■ **Exercise directions**
Please write each record out again word for word.

■ **Material shown**
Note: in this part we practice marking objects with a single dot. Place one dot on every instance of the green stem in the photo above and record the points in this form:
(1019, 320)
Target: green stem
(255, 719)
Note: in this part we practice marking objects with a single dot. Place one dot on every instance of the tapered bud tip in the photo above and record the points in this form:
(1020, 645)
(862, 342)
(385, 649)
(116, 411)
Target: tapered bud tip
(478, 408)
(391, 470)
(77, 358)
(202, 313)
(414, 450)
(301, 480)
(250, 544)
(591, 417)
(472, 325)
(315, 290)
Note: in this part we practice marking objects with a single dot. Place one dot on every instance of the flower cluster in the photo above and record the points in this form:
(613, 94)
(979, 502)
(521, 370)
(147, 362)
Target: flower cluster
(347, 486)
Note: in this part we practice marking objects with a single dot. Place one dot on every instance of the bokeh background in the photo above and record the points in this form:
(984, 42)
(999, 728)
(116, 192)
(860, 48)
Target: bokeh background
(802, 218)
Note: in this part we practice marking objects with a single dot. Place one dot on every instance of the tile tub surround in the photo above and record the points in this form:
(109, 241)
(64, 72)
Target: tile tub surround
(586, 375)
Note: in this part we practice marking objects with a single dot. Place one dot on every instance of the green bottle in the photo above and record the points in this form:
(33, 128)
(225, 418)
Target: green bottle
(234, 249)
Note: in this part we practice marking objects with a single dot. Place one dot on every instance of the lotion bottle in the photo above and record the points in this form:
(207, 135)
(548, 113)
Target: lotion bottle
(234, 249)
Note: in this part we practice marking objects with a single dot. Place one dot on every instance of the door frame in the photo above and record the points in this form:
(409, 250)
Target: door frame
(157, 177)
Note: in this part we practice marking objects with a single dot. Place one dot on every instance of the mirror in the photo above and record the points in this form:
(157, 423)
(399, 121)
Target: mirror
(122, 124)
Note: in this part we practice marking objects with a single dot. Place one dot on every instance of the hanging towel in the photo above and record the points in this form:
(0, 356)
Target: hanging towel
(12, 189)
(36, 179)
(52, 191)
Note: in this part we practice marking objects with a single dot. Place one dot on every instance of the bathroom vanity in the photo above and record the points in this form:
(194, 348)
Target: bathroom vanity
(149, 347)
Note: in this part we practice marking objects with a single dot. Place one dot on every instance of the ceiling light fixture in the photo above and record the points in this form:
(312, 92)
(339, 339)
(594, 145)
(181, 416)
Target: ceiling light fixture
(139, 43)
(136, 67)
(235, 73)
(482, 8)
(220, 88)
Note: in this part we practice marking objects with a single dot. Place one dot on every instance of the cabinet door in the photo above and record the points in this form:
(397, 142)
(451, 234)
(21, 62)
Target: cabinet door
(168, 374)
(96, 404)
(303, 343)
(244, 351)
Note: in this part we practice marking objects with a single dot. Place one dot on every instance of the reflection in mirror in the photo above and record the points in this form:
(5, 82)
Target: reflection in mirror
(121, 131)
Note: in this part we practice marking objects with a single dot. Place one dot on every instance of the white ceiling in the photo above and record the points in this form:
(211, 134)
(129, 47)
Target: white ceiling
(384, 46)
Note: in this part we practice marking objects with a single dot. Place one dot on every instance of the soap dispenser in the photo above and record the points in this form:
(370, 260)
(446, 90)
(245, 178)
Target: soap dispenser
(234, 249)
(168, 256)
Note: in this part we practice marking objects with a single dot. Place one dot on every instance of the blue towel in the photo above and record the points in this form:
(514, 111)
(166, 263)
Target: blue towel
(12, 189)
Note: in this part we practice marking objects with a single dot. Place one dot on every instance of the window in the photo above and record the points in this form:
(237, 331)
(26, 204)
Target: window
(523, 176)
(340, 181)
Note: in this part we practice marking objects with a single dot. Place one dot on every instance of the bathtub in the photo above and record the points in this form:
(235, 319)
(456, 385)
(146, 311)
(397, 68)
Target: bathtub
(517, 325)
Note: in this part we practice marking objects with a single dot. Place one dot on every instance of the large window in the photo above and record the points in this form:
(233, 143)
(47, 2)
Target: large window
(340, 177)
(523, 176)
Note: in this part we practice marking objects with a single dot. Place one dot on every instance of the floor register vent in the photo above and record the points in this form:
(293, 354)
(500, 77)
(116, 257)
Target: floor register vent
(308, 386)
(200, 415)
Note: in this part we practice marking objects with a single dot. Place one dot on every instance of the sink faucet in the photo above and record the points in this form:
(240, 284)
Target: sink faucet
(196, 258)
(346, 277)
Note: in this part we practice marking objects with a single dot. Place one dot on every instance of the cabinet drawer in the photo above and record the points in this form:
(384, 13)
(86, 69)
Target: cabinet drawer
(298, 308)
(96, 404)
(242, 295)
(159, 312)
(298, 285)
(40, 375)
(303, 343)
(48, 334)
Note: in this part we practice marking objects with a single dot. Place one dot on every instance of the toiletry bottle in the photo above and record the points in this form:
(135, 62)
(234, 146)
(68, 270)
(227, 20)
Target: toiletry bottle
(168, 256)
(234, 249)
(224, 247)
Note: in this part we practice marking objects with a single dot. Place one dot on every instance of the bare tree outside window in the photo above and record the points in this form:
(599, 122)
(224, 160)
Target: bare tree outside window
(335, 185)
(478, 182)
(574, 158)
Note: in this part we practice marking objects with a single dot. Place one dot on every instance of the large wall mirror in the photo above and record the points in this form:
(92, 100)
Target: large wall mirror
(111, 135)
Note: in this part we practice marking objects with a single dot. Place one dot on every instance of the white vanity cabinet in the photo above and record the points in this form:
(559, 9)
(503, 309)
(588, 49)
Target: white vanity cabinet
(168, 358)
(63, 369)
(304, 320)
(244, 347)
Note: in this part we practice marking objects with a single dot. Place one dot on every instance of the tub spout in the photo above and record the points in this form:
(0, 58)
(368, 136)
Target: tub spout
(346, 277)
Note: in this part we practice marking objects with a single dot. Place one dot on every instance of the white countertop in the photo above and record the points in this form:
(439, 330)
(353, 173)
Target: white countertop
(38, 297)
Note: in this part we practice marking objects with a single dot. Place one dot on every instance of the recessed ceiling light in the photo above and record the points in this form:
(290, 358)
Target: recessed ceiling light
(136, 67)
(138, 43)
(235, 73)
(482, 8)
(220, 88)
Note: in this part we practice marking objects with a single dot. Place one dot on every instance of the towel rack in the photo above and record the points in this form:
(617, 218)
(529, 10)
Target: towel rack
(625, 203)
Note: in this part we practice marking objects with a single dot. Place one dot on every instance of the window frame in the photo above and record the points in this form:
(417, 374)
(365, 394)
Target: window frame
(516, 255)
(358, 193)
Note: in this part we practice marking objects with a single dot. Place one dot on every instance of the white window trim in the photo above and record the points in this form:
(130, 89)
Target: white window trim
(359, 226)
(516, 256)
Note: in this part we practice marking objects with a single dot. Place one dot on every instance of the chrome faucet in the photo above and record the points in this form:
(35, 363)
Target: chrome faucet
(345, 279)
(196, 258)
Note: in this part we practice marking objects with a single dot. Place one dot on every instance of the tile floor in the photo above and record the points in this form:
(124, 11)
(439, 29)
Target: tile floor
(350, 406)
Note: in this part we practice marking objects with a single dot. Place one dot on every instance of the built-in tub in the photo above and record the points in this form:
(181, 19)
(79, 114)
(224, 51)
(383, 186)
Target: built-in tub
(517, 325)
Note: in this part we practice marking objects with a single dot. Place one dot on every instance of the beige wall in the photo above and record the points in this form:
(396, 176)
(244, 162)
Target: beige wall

■ **Exercise output**
Note: in this part we practice marking objects with a single dot. Place one dot on every instance of the green stem in the photo above and record the points in this form:
(1019, 320)
Target: green stem
(255, 719)
Note: in this part we practice marking objects with a single dot. Place one dot on every instance of the tapered bud tip in the photo above and record the points in this form:
(1020, 645)
(862, 342)
(385, 649)
(116, 411)
Target: tapered bud tip
(478, 408)
(391, 470)
(77, 358)
(202, 313)
(414, 450)
(301, 480)
(250, 544)
(591, 417)
(472, 325)
(315, 290)
Note: in this part we practice marking objects with a single dot. Place one dot on every instance of the flower cluster in the photo above and record the points in this form:
(613, 94)
(979, 502)
(521, 370)
(147, 362)
Target: flower cluster
(347, 486)
Note: in this part we practice marking objects with a single dot. Place one dot on every instance of the bokeh background in the photo above and record the points in this form:
(984, 42)
(999, 728)
(116, 192)
(860, 48)
Target: bokeh background
(802, 218)
Note: in this part we practice marking objects with a single dot. Place one dot on every instance of the tile tub surround in the photo above and record the points in this form:
(109, 241)
(64, 72)
Target: tile tub surround
(586, 375)
Note: in this part we practice marking objects with a single dot. Place one dot on every instance of the green bottle in the photo above and record the points in this form:
(33, 128)
(225, 418)
Target: green bottle
(234, 249)
Note: in this part we practice marking objects with a single dot. Place one dot on every instance of the lotion bottle in the photo above and record the points in this form:
(207, 135)
(548, 113)
Target: lotion bottle
(234, 249)
Note: in this part we practice marking objects with a single dot. Place one dot on every instance of the door frame in the photo above and record the points in this form:
(409, 250)
Target: door frame
(157, 177)
Note: in this part we practice marking objects with a single dot. Place one dot on every instance of the mirror in the photo above and record the points in this form:
(157, 423)
(399, 121)
Target: mirror
(122, 124)
Note: in this part we practice marking objects with a single dot. Place one dot on every instance of the hanging towel in the photo above and record the points in this form:
(0, 356)
Target: hanging towel
(12, 189)
(36, 179)
(52, 191)
Note: in this part we practice marking objects with a single dot. Place one dot on every instance of the bathroom vanity in the photo above and record the points in this form:
(194, 348)
Target: bathroom vanity
(149, 347)
Note: in this part we practice marking objects with a single dot. Place one dot on every instance of the ceiling light fixture in the photo above and record the points in this form:
(312, 92)
(339, 339)
(594, 145)
(181, 416)
Target: ceiling light fixture
(139, 43)
(136, 67)
(235, 73)
(482, 8)
(220, 88)
Note: in this part we practice marking objects with a single dot. Place one dot on every instance of the cabinet door in the photo above and record the points in this form:
(397, 142)
(451, 234)
(21, 62)
Target: cabinet door
(168, 374)
(96, 404)
(303, 343)
(244, 351)
Note: in this part we practice marking objects with a single dot. Place one dot on every instance of the reflection in mirror in the photo above and record the points in this form:
(5, 82)
Target: reflection in mirror
(121, 131)
Note: in this part we practice marking objects with a single dot. Place one dot on every instance of the white ceiling in the photo above and record the points in this form:
(211, 134)
(129, 47)
Target: white ceiling
(384, 46)
Note: in this part we practice marking objects with a single dot. Place one dot on every instance of the soap dispenser in the photo above and record the points in this form:
(370, 260)
(446, 90)
(245, 178)
Target: soap dispenser
(234, 249)
(168, 256)
Note: in this part we practice marking objects with a single dot. Place one dot on every instance of the blue towel in the photo above and record the points in this form:
(514, 111)
(166, 263)
Target: blue towel
(12, 189)
Note: in this part we practice marking objects with a single dot. Place one dot on every instance of the window in the photo above and record the points in this form:
(237, 331)
(26, 204)
Target: window
(523, 176)
(340, 181)
Note: in this part we practice marking objects with a single dot. Place one dot on every instance of the bathtub in the photo above and record the points in this form:
(235, 319)
(456, 385)
(146, 311)
(397, 68)
Target: bathtub
(517, 325)
Note: in this part we practice marking objects with a single dot. Place one dot on every instance of the large window in the photo above and record the points in this form:
(233, 143)
(47, 2)
Target: large window
(340, 177)
(523, 176)
Note: in this part we practice marking objects with a single dot. Place one dot on every instance of the floor register vent in the photo above and record the points in this form:
(293, 354)
(500, 77)
(116, 257)
Target: floor register vent
(308, 386)
(200, 415)
Note: in this part we practice marking objects with a single dot. Place one dot on every instance of the sink faucet in the photo above and record the points in this form:
(240, 284)
Target: sink faucet
(196, 258)
(346, 277)
Note: in this part we practice marking objects with a single dot. Place one dot on every instance of the cabinet drawer in the photo above and record the points in this form:
(384, 13)
(86, 69)
Target: cabinet drawer
(298, 308)
(96, 404)
(242, 295)
(159, 312)
(298, 285)
(40, 375)
(303, 343)
(48, 334)
Note: in this part we practice marking objects with a single dot. Place one dot on every instance of the toiletry bottle in the photo above and record the points in this form:
(135, 62)
(234, 146)
(68, 270)
(227, 20)
Target: toiletry bottle
(168, 256)
(234, 249)
(224, 247)
Note: in this part we practice marking objects with a single dot. Place one dot on every instance of the bare tree outside window in the photo above and record the points in this form:
(599, 122)
(224, 160)
Target: bare tree outside window
(335, 185)
(478, 182)
(574, 158)
Note: in this part we practice marking objects with a single dot. Place one dot on every instance of the large wall mirror in the photo above and record the points in this form:
(92, 100)
Target: large wall mirror
(111, 135)
Note: in this part we practice marking objects with a single dot. Place one dot on every instance of the white vanity cabinet in the photo above and record the points in this form:
(559, 9)
(503, 309)
(588, 49)
Target: white vanity cabinet
(168, 358)
(63, 369)
(304, 320)
(244, 347)
Note: in this part we practice marking objects with a single dot. Place one dot on every instance of the tub spout in the photo above and record the points in this form:
(0, 58)
(368, 136)
Target: tub spout
(346, 277)
Note: in this part we practice marking objects with a single dot. Place one dot on every instance of the white countertop in the photo above and record the points in this form:
(439, 330)
(353, 173)
Target: white countertop
(38, 297)
Note: in this part we practice marking objects with a single dot. Place one dot on every instance of the recessed ceiling light in the photo above and record the points in this form:
(290, 358)
Target: recessed ceiling light
(136, 67)
(138, 43)
(235, 73)
(482, 8)
(220, 88)
Note: in this part we practice marking objects with a single dot. Place one dot on every instance of the towel rack in the photo above and record the points in this form:
(617, 218)
(529, 10)
Target: towel rack
(625, 203)
Note: in this part we practice marking objects with a single dot. Place one dot on every instance of the window frame in the photo above and record the points in this form:
(417, 374)
(365, 394)
Target: window frame
(516, 255)
(358, 193)
Note: in this part we practice marking objects with a single dot. Place one dot on every instance of the white window trim in the photo above and record the points in this form:
(130, 89)
Target: white window trim
(359, 226)
(516, 256)
Note: in this part we practice marking objects with a single dot. Place one dot on every instance of the chrome faucet in the photo above and record the points in this form:
(35, 363)
Target: chrome faucet
(345, 279)
(196, 258)
Note: in this part we practice marking objects with a single dot. Place one dot on every instance of the tile floor in the photo above and record the points in this form:
(124, 11)
(439, 29)
Target: tile floor
(350, 406)
Note: in this part we practice marking objects with a single dot. Place one dot on every instance of the built-in tub in the photo above and record the points in this form:
(181, 19)
(79, 114)
(224, 51)
(383, 186)
Target: built-in tub
(517, 325)
Note: in this part we practice marking objects with a single dot. Place one dot on every instance of the beige wall in the photo above and record the points in this form:
(396, 176)
(244, 162)
Target: beige wall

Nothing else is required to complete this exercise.